## start

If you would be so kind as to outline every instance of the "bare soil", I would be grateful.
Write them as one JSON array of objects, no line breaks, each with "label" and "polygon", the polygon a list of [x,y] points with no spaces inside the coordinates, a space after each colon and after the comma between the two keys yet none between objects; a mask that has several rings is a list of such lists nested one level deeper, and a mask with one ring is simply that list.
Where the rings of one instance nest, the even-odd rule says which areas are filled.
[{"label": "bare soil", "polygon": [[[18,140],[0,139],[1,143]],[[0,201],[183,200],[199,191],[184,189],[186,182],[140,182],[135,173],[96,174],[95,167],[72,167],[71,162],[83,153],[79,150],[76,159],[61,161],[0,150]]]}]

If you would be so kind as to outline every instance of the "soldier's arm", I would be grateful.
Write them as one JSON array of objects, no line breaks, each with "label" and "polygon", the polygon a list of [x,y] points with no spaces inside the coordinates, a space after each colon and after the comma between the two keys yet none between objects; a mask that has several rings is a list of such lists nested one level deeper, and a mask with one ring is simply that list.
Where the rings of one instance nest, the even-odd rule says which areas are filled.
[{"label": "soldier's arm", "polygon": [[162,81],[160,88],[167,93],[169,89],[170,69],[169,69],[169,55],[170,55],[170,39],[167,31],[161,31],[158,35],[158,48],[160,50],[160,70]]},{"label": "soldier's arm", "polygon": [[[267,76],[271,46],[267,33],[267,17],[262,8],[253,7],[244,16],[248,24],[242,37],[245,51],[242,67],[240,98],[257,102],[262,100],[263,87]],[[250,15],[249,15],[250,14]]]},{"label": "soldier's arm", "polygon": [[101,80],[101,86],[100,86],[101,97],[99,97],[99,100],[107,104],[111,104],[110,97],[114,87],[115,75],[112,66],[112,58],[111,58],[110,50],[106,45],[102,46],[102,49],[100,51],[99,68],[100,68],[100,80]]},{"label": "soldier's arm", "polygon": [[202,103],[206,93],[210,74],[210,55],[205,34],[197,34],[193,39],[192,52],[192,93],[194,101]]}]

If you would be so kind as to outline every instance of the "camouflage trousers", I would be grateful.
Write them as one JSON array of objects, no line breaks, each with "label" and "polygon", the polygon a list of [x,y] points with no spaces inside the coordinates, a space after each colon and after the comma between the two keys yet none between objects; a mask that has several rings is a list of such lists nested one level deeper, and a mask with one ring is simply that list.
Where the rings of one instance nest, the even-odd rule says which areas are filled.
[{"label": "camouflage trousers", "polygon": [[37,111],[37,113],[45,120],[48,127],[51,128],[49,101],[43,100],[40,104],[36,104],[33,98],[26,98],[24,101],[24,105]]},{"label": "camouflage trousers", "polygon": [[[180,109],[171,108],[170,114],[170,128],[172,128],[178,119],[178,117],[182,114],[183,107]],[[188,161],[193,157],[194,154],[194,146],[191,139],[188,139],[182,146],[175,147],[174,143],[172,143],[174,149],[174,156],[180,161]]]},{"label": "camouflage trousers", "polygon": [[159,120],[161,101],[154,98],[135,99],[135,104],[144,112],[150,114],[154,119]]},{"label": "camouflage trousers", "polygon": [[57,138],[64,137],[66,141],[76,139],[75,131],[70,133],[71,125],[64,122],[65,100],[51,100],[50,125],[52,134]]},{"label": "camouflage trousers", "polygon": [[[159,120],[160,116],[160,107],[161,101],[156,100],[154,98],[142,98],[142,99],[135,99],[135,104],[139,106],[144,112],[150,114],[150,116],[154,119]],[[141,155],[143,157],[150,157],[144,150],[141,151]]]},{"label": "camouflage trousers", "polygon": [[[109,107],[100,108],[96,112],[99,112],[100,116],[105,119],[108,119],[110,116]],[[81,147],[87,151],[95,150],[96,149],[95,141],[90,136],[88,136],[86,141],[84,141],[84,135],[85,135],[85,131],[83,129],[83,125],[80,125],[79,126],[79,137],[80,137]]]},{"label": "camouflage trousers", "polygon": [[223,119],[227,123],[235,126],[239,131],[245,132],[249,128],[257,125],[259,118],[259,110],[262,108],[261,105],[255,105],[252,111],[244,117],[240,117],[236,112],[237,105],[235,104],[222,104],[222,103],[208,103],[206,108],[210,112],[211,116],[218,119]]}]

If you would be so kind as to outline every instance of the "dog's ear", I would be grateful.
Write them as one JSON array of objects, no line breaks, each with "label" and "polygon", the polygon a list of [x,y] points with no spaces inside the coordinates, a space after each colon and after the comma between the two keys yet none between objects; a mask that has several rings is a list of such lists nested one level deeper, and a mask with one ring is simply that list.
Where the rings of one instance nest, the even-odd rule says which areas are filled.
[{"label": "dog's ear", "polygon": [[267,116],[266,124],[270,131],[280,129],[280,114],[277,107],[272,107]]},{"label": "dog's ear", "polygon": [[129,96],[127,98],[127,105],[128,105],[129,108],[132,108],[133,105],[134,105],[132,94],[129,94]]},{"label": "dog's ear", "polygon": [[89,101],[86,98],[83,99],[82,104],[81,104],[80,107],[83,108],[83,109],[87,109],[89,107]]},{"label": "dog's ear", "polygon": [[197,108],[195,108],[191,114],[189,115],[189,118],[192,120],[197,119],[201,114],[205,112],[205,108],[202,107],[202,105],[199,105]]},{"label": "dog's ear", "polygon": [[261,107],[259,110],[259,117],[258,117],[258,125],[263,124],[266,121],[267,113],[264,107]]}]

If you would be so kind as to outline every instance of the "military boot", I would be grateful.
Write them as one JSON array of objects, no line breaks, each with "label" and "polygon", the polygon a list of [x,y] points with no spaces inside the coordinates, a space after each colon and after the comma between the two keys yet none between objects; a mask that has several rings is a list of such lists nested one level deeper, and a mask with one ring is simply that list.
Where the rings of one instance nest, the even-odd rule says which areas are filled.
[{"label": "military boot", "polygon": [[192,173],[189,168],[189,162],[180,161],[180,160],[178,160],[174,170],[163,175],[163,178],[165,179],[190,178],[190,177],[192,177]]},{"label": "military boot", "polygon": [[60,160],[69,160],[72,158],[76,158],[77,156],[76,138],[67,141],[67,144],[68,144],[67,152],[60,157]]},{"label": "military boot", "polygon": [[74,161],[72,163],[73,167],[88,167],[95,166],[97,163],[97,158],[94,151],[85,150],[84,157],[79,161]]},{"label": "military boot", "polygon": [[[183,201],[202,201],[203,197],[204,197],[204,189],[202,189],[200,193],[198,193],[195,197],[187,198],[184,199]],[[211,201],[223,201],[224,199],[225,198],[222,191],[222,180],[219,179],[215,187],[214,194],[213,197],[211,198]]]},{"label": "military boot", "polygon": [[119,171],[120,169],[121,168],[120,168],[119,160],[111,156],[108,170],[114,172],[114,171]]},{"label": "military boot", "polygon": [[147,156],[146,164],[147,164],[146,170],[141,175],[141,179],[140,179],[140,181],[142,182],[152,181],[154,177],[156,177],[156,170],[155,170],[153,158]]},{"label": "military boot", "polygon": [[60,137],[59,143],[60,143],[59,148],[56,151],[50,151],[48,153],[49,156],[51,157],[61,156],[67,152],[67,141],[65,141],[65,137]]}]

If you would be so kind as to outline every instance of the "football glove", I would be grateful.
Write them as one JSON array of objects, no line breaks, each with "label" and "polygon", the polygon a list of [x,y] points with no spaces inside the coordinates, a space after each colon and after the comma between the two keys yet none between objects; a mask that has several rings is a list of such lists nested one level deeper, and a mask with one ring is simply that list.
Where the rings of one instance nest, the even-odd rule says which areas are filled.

## end

## Task requirements
From the entries above, copy each line that contains the string "glove".

## Problem solution
If you would be so kind as to outline every instance of the "football glove", I would be grateful.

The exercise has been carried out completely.